> _Directives_:
- a) Quote the entire mailing list post about ARM VFP optimizations word for word.
- b) Print every line of the listing below without any change, and leave the pictures out of your answer.

> _Document extract_:
>> BEGIN

[FFmpeg-devel] [PATCH] Some ARM VFP optimizations (vector_fmul, vector_fmul_reverse, float_to_int16)

Mon Apr 21 00:11:57 CEST 2008

On Sun, Apr 20, 2008 at 11:18:31PM +0300, Siarhei Siamashka wrote:
> On Sunday 20 April 2008, Michael Niedermayer wrote:
> 
> [...]
> 
> > > +static void vector_fmul_vfp(float *dst, const float *src, int len)
> > > +{
> > > +    int tmp;
> > > +    asm volatile(
> > > +        "fmrx       %[tmp], fpscr\n\t"
> > > +        "orr        %[tmp], %[tmp], #(3 << 16)\n\t" /* set vector size
> > > to 4 */ +        "fmxr       fpscr, %[tmp]\n\t"
> > > +
> > > +        "fldmias    %[src1]!, {s0-s3}\n\t"
> > > +        "fldmias    %[src2]!, {s8-s11}\n\t"

>> END

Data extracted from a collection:
>> BEGIN

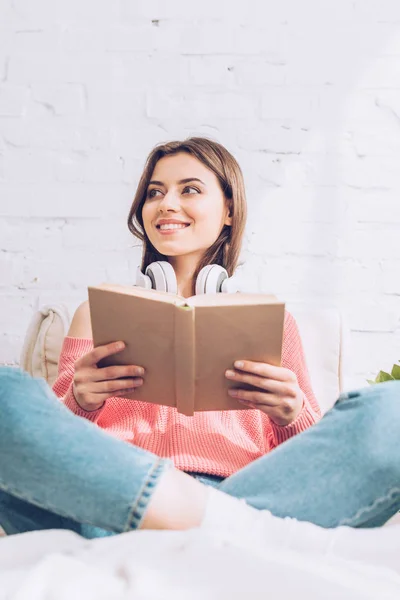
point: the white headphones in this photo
(160, 276)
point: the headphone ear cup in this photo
(162, 276)
(142, 280)
(210, 280)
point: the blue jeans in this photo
(60, 471)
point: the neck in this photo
(184, 267)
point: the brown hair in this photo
(226, 249)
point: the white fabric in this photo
(43, 341)
(59, 565)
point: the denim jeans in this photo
(60, 471)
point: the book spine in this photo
(184, 360)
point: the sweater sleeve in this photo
(72, 349)
(293, 358)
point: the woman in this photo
(190, 210)
(61, 471)
(57, 470)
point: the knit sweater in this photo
(216, 442)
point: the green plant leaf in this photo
(383, 376)
(396, 372)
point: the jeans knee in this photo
(378, 427)
(17, 389)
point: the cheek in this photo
(146, 216)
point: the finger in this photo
(256, 397)
(116, 372)
(92, 358)
(265, 370)
(125, 392)
(116, 385)
(269, 385)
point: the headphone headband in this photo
(160, 275)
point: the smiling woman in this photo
(199, 183)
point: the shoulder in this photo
(80, 325)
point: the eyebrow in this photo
(188, 180)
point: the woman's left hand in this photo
(278, 395)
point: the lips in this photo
(171, 225)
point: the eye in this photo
(189, 189)
(153, 193)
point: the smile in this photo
(172, 226)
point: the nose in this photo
(169, 202)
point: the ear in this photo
(228, 217)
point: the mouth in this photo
(170, 228)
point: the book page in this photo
(232, 299)
(147, 328)
(132, 290)
(224, 334)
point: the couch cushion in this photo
(322, 335)
(43, 341)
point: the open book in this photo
(186, 345)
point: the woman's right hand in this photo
(92, 385)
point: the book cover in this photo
(186, 345)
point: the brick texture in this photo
(306, 95)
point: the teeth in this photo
(173, 226)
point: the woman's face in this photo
(185, 208)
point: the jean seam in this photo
(136, 512)
(393, 495)
(48, 506)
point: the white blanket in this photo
(147, 565)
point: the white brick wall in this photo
(305, 94)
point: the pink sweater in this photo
(219, 442)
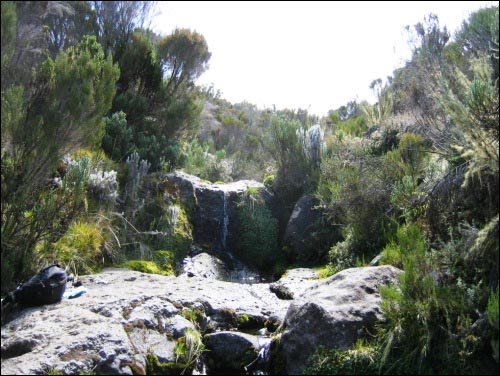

>> END

> _Expected outputs_:
- a)
[FFmpeg-devel] [PATCH] Some ARM VFP optimizations (vector_fmul, vector_fmul_reverse, float_to_int16)

Mon Apr 21 00:11:57 CEST 2008

On Sun, Apr 20, 2008 at 11:18:31PM +0300, Siarhei Siamashka wrote:
> On Sunday 20 April 2008, Michael Niedermayer wrote:
> 
> [...]
> 
> > > +static void vector_fmul_vfp(float *dst, const float *src, int len)
> > > +{
> > > +    int tmp;
> > > +    asm volatile(
> > > +        "fmrx       %[tmp], fpscr\n\t"
> > > +        "orr        %[tmp], %[tmp], #(3 << 16)\n\t" /* set vector size
> > > to 4 */ +        "fmxr       fpscr, %[tmp]\n\t"
> > > +
> > > +        "fldmias    %[src1]!, {s0-s3}\n\t"
> > > +        "fldmias    %[src2]!, {s8-s11}\n\t"

- b)
point: the white headphones in this photo
(160, 276)
point: the headphone ear cup in this photo
(162, 276)
(142, 280)
(210, 280)
point: the blue jeans in this photo
(60, 471)
point: the neck in this photo
(184, 267)
point: the brown hair in this photo
(226, 249)
point: the white fabric in this photo
(43, 341)
(59, 565)
point: the denim jeans in this photo
(60, 471)
point: the book spine in this photo
(184, 360)
point: the sweater sleeve in this photo
(72, 349)
(293, 358)
point: the woman in this photo
(190, 210)
(61, 471)
(57, 470)
point: the knit sweater in this photo
(216, 442)
point: the green plant leaf in this photo
(383, 376)
(396, 372)
point: the jeans knee in this photo
(378, 427)
(17, 389)
point: the cheek in this photo
(146, 216)
point: the finger in this photo
(256, 397)
(116, 372)
(92, 358)
(265, 370)
(125, 392)
(116, 385)
(269, 385)
point: the headphone headband in this photo
(160, 275)
point: the smiling woman in this photo
(199, 183)
point: the shoulder in this photo
(80, 325)
point: the eyebrow in this photo
(188, 180)
point: the woman's left hand in this photo
(278, 395)
point: the lips in this photo
(171, 225)
point: the eye in this photo
(189, 189)
(153, 193)
point: the smile in this photo
(172, 226)
point: the nose in this photo
(169, 202)
point: the ear in this photo
(228, 217)
point: the mouth in this photo
(170, 228)
point: the book page in this photo
(232, 299)
(147, 328)
(132, 290)
(224, 334)
point: the couch cushion in this photo
(322, 335)
(43, 341)
point: the open book in this photo
(186, 345)
point: the woman's right hand in this photo
(92, 385)
point: the book cover in this photo
(186, 345)
point: the brick texture in this photo
(306, 95)
point: the teeth in this photo
(173, 226)
point: the woman's face in this photo
(185, 208)
point: the jean seam in this photo
(136, 512)
(393, 495)
(48, 506)
point: the white blanket in this photo
(147, 565)
point: the white brick wall in this photo
(305, 94)
point: the pink sweater in this photo
(219, 442)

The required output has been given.